▸ **DESCRIPTION OF THE TASK**
The task calls for every line of the data to be repeated exactly.

▸ **Source records**
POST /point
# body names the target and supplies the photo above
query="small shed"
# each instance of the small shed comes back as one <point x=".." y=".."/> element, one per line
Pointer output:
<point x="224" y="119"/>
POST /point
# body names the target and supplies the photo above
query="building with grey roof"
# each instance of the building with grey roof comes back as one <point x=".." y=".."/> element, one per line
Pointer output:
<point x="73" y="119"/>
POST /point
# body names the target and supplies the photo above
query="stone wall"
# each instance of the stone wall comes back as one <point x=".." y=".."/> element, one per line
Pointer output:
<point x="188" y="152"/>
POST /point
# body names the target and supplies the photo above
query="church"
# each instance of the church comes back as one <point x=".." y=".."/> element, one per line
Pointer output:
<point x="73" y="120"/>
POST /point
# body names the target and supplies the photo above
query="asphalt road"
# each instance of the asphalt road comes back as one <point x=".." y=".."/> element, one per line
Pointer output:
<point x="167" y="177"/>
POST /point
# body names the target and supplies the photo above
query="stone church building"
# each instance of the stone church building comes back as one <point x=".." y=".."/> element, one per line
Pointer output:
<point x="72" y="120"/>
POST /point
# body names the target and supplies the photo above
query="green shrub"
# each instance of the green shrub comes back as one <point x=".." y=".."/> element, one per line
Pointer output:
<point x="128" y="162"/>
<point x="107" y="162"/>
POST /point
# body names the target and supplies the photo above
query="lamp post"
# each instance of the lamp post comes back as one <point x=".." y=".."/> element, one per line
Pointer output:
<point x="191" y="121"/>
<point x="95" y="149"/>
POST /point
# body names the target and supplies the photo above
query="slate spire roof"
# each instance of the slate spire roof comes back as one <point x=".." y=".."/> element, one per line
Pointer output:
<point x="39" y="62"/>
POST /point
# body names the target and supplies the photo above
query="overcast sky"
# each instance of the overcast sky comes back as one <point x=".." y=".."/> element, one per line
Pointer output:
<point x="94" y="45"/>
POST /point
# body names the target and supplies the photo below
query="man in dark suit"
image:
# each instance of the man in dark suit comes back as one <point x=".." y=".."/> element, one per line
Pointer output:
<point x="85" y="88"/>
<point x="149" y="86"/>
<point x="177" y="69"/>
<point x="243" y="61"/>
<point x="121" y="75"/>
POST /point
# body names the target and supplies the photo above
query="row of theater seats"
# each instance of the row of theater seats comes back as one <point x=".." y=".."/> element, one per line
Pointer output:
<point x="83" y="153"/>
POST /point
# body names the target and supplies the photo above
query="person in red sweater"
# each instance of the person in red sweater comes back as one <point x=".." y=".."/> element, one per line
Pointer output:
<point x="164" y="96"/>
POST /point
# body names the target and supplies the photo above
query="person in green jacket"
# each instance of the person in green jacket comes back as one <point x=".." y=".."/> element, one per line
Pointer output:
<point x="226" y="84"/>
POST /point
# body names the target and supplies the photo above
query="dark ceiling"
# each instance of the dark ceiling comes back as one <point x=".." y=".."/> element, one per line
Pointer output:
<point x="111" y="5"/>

▸ **ANSWER SECTION**
POST /point
# body names the target and supplies the photo above
query="small shed"
# each instance of the small shed comes back as one <point x=".." y=".."/> element, one per line
Pointer output:
<point x="224" y="119"/>
POST /point
# body names the target and supplies the photo above
query="building with grey roof"
# each instance of the building with grey roof comes back as one <point x=".." y=".."/> element, one per line
Pointer output:
<point x="73" y="119"/>
POST /point
# body names the target and supplies the photo above
query="stone wall"
# each instance of the stone wall comes back as one <point x=".." y=".."/> element, one per line
Pointer output:
<point x="188" y="152"/>
POST /point
# body names the target and supplies the photo above
query="church"
# each instance of the church comes back as one <point x=".." y=".."/> element, one per line
Pointer output:
<point x="73" y="120"/>
POST /point
# body names the target and supplies the photo above
query="asphalt road"
# each instance of the asphalt road comes back as one <point x=".." y=".."/> element, one per line
Pointer output:
<point x="167" y="177"/>
POST /point
# body names the target and supplies the photo above
query="stone church building"
# each instance of the stone church building comes back as one <point x=".." y=".."/> element, one per line
Pointer output:
<point x="72" y="120"/>
POST /point
# body names the target and supplies the photo above
query="green shrub"
# each instance of the green shrub comes back as one <point x=".." y=".."/> element, one per line
Pointer output:
<point x="128" y="162"/>
<point x="107" y="162"/>
POST /point
# body names the target and supplies the photo above
query="lamp post"
# each instance of the lamp post comes back as one <point x=".." y=".."/> element, one per line
Pointer output:
<point x="191" y="121"/>
<point x="95" y="149"/>
POST /point
# body names the target and supplies the photo above
query="slate spire roof"
# each instance of the slate spire roof comes back as one <point x=".." y=".."/> element, one per line
Pointer output:
<point x="39" y="62"/>
POST /point
# body names the target and supplies the photo above
query="overcast sky"
# each instance of the overcast sky comes back as one <point x=".." y=".."/> element, one per line
Pointer output:
<point x="94" y="45"/>
POST /point
# body names the target and supplies the photo below
query="man in dark suit"
image:
# each instance of the man in dark suit comes back as one <point x=".." y=".."/> element, one per line
Pointer output:
<point x="85" y="88"/>
<point x="149" y="86"/>
<point x="177" y="69"/>
<point x="243" y="61"/>
<point x="121" y="75"/>
POST /point
# body names the target and supplies the photo above
query="row of theater seats"
# each instance of the row of theater seats comes back as one <point x=".." y=".."/> element, one per line
Pointer output:
<point x="83" y="153"/>
POST /point
# body names the target and supplies the photo above
query="person in red sweater"
# each instance of the person in red sweater comes back as one <point x=".." y=".."/> element, one per line
Pointer output:
<point x="164" y="96"/>
POST /point
# body names the target and supplies the photo above
query="person in green jacket"
# each instance of the person in green jacket comes back as one <point x=".." y=".."/> element, one per line
Pointer output:
<point x="226" y="84"/>
POST /point
# body names the target and supplies the photo above
query="dark ceiling"
# each instance of the dark ceiling comes back as one <point x=".." y=".."/> element, one per line
Pointer output:
<point x="111" y="5"/>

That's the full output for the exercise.